→ **Page text**
★ ★ ★

NYPD WATCH: When cops were robbers: The early days of the NYPD



#NYPDWATCH:


The NYPD’s First Fifty Years

Politicians, Police Commissioners, & Patrolmen

by Bernard Whalen and Jon Whalen

Potomac Books



They were the city’s finest — and sometimes, the city’s most notorious.


“The NYPD’s First Fifty Years,” by Bernard Whalen and Jon Whalen chronicles the early arc of the police department following its formation in 1898, when 18 independent forces became one.


Some of the 21 men who ruled the NYPD through its first half-century were forward-thinking visionaries. Some were pragmatic administrators. But more than a few, the authors note, tried their hand at larceny, or at least dereliction of duty. They include:


William Devery (1898-1901)


The department’s first chief of police, a rank that was abolished in 1901 for that of police commissioner, was the king of kickbacks.


At age 24, Devery quit a bartending job to join the Metropolitan Police Force, the forerunner of the NYPD. Scoring a seat to take the police entrance exam required a $300 under-the-table payoff while to “advance in rank required payments ranging from $1,000 (to make sergeant) to $2,000 (to become a captain), even when a candidate had passed the written test with high marks.” (Consider that in 1918 — 40 years after Devery first joined the department — the starting salary of a patrolman was still only $1,200 annually!)


“Devery was more than willing to trade dollars for rank because he knew that once he became a precinct commander, he could easily recover his ‘fees,’ ” the authors write.


Earlier in his career, upon taking command of a Lower East Side police precinct, Devery was heard to say: “They tell me there’s a lot of grafting going on in this precinct. They tell me you fellows are the fiercest ever on graft. Now that’s going to stop! If there’s any grafting to be done, I’ll do it. Leave it to me.”


Devery, courtesy of the loot he hornswoggled, was able to buy the New York Highlanders, the forerunner of the New York Yankees that he and a partner sold for $300,000 in 1915. No wonder journalist Lincoln Steffens said of him: “As Chief of Police he is a disgrace, but as a character he is a work of art.”


Theodore Bingham (1906-1909)



Theodore Bingham



What shall we make of hard-charging Bingham, except that he would have been decidedly ill-suited to Twitter, had the social-media tool been around 110 years ago?


A former brigadier general who lost his left leg during an Army engineering accident in Buffalo, also was afflicted with pathological bluntness.


Bingham lobbied early in his tenure for the right to promote or demote police inspectors, a rank that carried certain civil-service protections. When a new law passed giving him the very authority he sought, Bingham was hardly mollified, insisting in an April 1908 speech that his department was still hobbled because captains were able to retain the same job protections inspectors had just lost.


“I wish that about 40 police captains would die overnight. They are no good,” he announced.


He apologized, but that September he was at it again.


This time, an article he wrote appeared that stated how “half the criminals in the city were Russian Jews, and the worst offenders were their Hebrew sons, whom he described as natural pickpockets,” the authors note.


The querulous Bingham apologized anew, but his tactlessness became an issue once more when he indiscreetly volunteered a clue on the whereabouts of Lt. Joseph Petrosino, the department’s first true media darling.

★ ★ ★

→ **What you will do**
**A.** Please answer these from the article on the early NYPD, giving each answer on its own line with the matching mark:
(i) In what year did 18 independent forces become one police department?
(ii) What team did William Devery buy with the money he took?
(iii) Where did the accident that cost Theodore Bingham his left leg happen?
**B.** Summarize the article on the early NYPD in two sentences.
Use only the article on the early NYPD.

(Pointing dataset excerpts)
★ ★ ★

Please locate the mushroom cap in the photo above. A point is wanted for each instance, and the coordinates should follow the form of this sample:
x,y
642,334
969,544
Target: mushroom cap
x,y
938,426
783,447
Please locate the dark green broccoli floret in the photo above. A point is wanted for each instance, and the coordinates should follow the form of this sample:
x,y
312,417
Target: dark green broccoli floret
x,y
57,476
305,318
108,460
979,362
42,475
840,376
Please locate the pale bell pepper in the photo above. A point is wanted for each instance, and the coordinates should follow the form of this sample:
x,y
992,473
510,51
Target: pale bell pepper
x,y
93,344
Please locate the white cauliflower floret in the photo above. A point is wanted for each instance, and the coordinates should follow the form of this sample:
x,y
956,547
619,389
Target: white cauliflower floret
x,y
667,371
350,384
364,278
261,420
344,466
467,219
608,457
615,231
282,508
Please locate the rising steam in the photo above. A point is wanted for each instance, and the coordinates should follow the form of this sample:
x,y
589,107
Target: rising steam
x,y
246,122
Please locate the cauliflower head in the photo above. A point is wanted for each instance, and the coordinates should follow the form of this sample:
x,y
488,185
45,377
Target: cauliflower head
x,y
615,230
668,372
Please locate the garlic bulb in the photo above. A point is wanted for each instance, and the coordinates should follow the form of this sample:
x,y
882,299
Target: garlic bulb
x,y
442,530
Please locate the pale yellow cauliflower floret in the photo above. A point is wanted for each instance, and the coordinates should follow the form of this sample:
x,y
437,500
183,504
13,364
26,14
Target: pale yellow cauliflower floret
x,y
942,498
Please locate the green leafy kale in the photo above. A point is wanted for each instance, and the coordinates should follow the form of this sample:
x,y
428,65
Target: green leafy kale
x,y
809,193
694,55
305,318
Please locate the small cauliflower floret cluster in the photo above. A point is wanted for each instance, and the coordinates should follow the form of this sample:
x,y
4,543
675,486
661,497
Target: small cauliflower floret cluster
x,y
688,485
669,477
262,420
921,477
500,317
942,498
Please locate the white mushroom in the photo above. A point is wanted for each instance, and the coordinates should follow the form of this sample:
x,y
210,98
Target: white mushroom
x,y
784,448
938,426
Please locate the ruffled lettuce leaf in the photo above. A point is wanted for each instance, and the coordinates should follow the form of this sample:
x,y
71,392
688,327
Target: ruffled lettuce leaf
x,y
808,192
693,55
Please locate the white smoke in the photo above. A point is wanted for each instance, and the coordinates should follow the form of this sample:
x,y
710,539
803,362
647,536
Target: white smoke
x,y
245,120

★ ★ ★

→ **Solutions to the problems**
**A.**
(i) 1898
(ii) The New York Highlanders
(iii) In Buffalo, during an Army engineering accident

**B.** A book by Bernard Whalen and Jon Whalen covers the NYPD's first fifty years after 18 independent forces merged in 1898, and it notes that more than a few of the 21 men who ran the department tried larceny or neglected their duty. Among them were William Devery, the first chief of police, who paid for his promotions and bought the New York Highlanders with the money he took, and Theodore Bingham, a former brigadier general whose blunt public remarks led him to apologize more than once.